--- START Recorded information ---

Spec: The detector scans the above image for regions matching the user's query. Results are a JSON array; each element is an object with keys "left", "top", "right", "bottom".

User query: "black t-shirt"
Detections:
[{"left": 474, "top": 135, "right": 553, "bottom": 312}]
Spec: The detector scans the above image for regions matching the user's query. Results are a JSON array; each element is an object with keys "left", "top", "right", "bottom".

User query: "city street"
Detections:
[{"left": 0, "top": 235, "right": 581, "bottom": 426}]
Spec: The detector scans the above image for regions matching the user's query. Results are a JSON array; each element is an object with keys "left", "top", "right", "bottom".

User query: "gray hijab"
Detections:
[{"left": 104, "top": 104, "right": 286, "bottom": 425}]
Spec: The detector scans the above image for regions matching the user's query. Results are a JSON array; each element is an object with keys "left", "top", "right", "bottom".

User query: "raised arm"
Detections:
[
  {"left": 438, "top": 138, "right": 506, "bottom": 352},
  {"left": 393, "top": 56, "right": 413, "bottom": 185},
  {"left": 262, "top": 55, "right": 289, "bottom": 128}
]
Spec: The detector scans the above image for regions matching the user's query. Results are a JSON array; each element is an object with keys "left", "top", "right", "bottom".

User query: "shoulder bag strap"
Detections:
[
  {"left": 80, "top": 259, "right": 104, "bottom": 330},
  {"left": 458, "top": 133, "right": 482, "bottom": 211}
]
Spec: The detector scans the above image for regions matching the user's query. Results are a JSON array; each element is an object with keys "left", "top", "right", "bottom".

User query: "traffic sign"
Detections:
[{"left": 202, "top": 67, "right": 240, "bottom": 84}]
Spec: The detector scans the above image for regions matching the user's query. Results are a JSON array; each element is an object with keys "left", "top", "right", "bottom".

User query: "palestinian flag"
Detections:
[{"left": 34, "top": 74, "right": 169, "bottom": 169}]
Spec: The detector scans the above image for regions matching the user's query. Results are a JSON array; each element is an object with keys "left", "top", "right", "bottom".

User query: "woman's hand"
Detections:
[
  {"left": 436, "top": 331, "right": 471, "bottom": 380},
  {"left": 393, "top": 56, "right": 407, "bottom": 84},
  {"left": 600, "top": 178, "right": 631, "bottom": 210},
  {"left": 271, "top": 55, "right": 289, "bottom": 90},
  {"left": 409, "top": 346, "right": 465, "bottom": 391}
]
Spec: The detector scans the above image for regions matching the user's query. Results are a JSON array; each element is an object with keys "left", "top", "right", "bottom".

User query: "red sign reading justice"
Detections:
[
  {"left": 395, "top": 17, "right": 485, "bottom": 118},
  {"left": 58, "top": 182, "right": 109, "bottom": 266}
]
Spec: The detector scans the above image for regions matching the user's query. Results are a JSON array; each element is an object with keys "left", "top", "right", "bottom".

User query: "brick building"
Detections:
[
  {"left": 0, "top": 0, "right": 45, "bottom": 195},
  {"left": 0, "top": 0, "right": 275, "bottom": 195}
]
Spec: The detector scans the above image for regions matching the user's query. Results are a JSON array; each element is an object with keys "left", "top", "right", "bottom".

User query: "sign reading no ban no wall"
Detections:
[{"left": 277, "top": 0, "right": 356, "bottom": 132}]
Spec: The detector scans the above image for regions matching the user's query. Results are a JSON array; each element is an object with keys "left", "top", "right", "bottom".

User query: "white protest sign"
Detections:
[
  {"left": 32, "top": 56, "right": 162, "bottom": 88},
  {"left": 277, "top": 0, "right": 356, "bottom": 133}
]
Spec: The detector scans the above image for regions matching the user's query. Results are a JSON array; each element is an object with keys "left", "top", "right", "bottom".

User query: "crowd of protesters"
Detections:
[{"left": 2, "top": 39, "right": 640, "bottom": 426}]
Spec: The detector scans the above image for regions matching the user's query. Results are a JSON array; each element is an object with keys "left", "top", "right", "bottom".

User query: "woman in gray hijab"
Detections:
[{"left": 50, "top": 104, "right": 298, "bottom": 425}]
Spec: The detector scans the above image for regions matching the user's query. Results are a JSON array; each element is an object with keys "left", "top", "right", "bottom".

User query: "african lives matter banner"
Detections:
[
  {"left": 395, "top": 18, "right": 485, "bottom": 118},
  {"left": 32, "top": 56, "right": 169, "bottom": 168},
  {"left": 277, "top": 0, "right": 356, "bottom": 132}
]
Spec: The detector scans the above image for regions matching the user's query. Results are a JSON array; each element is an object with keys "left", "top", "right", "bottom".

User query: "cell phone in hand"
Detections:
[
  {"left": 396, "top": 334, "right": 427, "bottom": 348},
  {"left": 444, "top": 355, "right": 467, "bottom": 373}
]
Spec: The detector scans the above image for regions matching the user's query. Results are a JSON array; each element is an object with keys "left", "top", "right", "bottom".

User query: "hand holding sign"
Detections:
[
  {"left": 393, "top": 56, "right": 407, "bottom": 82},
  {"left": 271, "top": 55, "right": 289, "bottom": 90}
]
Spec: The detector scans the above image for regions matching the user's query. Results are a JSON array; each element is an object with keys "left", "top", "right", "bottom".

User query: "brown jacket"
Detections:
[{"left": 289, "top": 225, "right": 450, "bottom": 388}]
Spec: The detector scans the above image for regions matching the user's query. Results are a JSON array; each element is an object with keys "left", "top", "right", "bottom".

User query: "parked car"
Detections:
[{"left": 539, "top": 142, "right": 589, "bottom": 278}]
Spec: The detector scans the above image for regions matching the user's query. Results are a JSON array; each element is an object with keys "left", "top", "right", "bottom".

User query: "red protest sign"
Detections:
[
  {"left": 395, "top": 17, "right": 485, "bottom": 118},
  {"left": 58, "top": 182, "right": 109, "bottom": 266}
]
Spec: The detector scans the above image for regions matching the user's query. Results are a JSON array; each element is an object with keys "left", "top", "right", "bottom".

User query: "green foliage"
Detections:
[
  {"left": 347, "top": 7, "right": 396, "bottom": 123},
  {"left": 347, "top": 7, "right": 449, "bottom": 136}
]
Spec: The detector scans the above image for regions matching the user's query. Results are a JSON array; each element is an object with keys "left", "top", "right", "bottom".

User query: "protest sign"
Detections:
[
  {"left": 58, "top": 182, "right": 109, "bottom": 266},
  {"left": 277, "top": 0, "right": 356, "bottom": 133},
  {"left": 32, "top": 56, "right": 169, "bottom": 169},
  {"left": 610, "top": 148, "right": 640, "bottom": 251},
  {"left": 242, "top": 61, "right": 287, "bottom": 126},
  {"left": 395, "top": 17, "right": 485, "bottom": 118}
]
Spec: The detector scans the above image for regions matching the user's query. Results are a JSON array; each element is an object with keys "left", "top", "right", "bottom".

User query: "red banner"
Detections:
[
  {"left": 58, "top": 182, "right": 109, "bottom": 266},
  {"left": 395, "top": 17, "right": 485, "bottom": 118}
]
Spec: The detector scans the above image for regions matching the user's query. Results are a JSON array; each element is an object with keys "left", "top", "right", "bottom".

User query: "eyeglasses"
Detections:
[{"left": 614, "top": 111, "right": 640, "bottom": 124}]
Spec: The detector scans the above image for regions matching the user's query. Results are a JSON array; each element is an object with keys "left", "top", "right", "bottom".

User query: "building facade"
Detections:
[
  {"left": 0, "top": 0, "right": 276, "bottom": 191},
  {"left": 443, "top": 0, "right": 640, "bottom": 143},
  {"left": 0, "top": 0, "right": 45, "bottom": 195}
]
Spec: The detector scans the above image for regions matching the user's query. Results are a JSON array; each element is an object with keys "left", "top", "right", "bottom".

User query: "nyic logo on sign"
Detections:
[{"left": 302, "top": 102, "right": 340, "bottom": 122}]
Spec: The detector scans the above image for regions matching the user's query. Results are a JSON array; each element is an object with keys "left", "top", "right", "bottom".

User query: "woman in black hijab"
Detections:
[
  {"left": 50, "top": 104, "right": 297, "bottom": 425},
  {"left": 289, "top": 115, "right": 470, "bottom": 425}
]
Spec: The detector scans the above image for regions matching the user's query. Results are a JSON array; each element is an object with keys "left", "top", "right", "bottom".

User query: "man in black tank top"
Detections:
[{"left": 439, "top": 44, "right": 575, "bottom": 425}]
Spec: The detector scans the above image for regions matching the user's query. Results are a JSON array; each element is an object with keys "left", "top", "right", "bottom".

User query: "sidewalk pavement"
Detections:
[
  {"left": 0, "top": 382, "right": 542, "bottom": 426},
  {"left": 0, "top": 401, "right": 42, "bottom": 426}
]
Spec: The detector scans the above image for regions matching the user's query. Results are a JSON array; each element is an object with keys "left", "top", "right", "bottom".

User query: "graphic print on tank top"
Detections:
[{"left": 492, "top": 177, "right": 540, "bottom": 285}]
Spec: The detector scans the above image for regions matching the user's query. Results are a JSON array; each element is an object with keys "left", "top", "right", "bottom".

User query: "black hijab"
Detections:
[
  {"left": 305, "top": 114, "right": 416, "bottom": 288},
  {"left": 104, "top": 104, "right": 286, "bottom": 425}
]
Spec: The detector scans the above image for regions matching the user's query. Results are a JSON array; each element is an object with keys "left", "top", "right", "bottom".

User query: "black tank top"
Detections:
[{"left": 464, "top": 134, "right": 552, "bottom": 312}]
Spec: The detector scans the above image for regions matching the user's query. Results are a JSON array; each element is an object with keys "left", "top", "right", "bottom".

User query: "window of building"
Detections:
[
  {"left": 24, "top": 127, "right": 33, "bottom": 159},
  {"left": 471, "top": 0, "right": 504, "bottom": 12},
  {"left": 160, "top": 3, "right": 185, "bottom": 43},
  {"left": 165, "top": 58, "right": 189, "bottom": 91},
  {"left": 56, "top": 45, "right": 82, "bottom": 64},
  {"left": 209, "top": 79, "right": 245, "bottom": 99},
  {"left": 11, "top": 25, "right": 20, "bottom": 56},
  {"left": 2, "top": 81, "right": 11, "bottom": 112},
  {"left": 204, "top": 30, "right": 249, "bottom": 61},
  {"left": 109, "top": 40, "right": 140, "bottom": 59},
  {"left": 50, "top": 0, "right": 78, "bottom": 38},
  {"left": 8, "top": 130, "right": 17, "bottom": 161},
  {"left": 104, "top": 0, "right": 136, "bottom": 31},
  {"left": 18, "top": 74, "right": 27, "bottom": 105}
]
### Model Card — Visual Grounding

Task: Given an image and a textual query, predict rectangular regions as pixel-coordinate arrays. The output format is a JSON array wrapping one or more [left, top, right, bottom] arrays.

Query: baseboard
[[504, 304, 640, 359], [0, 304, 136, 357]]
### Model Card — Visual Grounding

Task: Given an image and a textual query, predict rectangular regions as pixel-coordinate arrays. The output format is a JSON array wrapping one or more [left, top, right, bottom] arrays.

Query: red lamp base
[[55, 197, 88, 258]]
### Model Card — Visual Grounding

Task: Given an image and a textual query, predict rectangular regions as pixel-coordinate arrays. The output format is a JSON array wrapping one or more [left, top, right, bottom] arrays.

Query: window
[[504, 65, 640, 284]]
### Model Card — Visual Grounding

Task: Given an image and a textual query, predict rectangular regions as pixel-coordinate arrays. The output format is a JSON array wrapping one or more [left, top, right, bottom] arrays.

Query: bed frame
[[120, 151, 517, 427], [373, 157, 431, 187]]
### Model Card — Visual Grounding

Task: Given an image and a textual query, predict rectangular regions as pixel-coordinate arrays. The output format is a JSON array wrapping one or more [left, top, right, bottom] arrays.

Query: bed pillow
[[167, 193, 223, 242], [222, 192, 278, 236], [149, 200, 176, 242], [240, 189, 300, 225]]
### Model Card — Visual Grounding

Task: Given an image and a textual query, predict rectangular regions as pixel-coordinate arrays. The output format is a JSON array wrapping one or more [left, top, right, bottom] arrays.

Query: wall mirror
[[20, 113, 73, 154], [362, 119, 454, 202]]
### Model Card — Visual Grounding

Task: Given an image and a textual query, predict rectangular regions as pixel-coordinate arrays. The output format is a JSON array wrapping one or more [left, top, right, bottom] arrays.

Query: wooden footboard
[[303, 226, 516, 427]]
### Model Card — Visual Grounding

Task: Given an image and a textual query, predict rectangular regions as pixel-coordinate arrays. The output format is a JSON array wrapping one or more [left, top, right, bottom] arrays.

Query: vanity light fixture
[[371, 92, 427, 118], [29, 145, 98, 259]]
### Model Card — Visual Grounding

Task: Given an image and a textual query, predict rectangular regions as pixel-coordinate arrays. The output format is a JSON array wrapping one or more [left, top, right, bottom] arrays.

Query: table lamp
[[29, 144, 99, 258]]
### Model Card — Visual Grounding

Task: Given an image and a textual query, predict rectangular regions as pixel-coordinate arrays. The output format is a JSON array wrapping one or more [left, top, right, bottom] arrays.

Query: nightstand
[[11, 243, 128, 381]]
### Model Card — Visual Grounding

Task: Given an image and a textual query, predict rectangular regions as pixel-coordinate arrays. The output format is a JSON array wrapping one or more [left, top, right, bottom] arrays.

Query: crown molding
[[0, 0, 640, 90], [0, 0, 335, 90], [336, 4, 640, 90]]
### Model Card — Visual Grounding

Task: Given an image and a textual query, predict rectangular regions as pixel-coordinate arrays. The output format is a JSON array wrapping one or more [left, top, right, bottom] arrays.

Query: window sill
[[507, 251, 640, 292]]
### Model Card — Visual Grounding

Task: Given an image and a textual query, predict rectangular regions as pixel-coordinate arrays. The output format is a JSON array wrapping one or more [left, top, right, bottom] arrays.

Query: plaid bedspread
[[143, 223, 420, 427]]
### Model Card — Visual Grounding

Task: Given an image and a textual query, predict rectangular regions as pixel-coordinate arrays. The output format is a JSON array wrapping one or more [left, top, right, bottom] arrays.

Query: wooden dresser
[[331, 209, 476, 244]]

--- END Recorded information ---

#### Problem to work on
Gather every line of the listing above that contains the word "reading".

#### Response
User query: "red sign reading justice"
User query: "sign reading no ban no wall"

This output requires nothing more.